**Work to complete:** Output the records exactly. Include every line.

-- Begin Dataset records --

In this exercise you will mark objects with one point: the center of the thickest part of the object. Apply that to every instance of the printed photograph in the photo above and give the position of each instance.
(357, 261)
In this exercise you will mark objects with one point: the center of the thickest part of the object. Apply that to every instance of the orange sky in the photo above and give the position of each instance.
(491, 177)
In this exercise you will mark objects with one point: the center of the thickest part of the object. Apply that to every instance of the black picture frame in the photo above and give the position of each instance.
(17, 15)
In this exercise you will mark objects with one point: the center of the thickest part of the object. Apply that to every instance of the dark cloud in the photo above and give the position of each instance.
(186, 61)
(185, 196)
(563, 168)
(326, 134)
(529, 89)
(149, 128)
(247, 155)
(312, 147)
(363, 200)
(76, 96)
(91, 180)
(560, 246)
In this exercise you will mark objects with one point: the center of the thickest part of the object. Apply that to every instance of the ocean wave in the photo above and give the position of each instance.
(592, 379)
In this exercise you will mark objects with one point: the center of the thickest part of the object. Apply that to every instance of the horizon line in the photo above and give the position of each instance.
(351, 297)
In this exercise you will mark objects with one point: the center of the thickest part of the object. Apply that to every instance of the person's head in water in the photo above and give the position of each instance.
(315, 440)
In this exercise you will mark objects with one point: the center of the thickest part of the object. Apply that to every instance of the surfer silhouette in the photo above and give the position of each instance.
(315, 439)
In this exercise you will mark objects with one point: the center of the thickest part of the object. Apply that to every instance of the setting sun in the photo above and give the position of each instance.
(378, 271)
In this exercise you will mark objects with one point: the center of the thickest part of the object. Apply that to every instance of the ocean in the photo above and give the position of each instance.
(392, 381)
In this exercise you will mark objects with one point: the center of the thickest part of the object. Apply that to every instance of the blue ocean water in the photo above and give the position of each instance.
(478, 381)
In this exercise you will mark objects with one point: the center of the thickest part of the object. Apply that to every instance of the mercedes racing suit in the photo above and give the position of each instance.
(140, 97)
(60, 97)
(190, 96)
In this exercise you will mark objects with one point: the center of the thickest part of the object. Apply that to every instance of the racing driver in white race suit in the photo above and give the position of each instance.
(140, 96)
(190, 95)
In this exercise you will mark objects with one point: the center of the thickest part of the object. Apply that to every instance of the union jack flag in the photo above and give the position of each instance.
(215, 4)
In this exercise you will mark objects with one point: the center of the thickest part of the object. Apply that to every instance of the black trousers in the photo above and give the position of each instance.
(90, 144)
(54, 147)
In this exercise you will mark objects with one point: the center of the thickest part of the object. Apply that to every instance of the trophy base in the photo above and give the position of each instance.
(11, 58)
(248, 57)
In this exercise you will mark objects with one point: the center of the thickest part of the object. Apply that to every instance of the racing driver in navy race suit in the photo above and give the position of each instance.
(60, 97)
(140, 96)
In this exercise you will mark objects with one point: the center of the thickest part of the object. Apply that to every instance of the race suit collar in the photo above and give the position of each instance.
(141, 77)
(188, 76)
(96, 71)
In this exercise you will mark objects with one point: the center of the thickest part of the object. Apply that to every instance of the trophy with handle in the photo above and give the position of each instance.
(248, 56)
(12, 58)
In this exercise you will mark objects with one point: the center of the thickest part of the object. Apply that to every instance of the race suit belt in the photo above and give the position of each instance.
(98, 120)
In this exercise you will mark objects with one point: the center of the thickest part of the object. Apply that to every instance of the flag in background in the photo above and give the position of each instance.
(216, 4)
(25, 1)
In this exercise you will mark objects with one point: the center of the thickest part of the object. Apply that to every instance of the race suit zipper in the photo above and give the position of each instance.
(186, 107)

-- End Dataset records --

**Task solution:**
In this exercise you will mark objects with one point: the center of the thickest part of the object. Apply that to every instance of the printed photograph in the photo above and give the position of each instance.
(357, 261)
In this exercise you will mark objects with one point: the center of the thickest part of the object. Apply that to every instance of the orange sky in the photo above and give the position of each instance.
(491, 177)
In this exercise you will mark objects with one point: the center of the thickest part of the object. Apply that to every instance of the black picture frame in the photo above and give the position of each instance.
(17, 15)
In this exercise you will mark objects with one point: the center of the thickest part of the object. Apply that to every instance of the dark cloud in the photo above and give the position of each instance.
(186, 61)
(185, 196)
(563, 168)
(326, 134)
(529, 89)
(149, 128)
(247, 155)
(312, 147)
(363, 200)
(76, 96)
(91, 180)
(560, 246)
In this exercise you will mark objects with one point: the center of the thickest part of the object. Apply that to every instance of the ocean wave in the photo above and give the position of each instance.
(592, 379)
In this exercise you will mark objects with one point: the center of the thickest part of the object. Apply that to every instance of the horizon line in the photo above and give the position of each instance.
(351, 297)
In this exercise you will mark objects with one point: the center of the thickest part of the object. Apply that to every instance of the person's head in water in the photo above and give the position of each instance.
(315, 440)
In this exercise you will mark objects with one point: the center of the thickest part of the object. Apply that to every instance of the surfer silhouette in the photo above and give the position of each instance.
(315, 439)
In this exercise you will mark objects with one point: the center of the thickest part of the object. Apply that to every instance of the setting sun in the photo above and give the position of each instance.
(378, 271)
In this exercise you will mark objects with one point: the center of the thickest part of the object. Apply that to every instance of the ocean in the photo above and give the position of each instance.
(392, 381)
In this exercise you will mark objects with one point: the center of the thickest part of the object. Apply that to every instance of the blue ocean water in the photo above and give the position of each instance.
(478, 381)
In this exercise you will mark objects with one point: the center of the thickest part of the object. Apply that to every instance of the mercedes racing suit in the photo above and give the position of each instance.
(140, 97)
(60, 97)
(190, 96)
In this exercise you will mark objects with one point: the center of the thickest part of the object. Apply that to every instance of the racing driver in white race suit in the photo above and give the position of each instance.
(140, 96)
(190, 95)
In this exercise you will mark objects with one point: the center of the thickest part of the object. Apply that to every instance of the union jack flag in the photo above and give the position of each instance.
(215, 4)
In this exercise you will mark objects with one point: the center of the thickest part of the object. Apply that to every instance of the black trousers in the photo above and give the position of each instance.
(90, 144)
(54, 147)
In this exercise you will mark objects with one point: the center of the thickest part of the object. Apply that to every instance of the trophy base in the photo above and give the position of each instance.
(11, 58)
(248, 57)
In this exercise you will mark objects with one point: the center of the thickest part of the object. Apply that to every instance of the racing driver in navy race suit in the photo above and give the position of each instance.
(60, 97)
(140, 96)
In this exercise you will mark objects with one point: the center of the thickest part of the object. Apply that to every instance of the race suit collar in the photo above and give the position of each instance.
(141, 77)
(188, 76)
(96, 71)
In this exercise you will mark objects with one point: the center of the thickest part of the object. Apply that to every instance of the trophy with handle in the photo above and give the position of each instance.
(248, 56)
(12, 58)
In this exercise you will mark objects with one point: the center of the thickest part of the object. Apply that to every instance of the race suit belt in the photo above and give the position of each instance.
(98, 120)
In this exercise you will mark objects with one point: the center of the thickest part of the object. Apply that to every instance of the flag in background in the photo above and give the position of each instance.
(216, 4)
(25, 1)
In this exercise you will mark objects with one point: the center of the thickest part of the object. Apply that to every instance of the race suit zipper in the photo above and give the position of each instance.
(186, 107)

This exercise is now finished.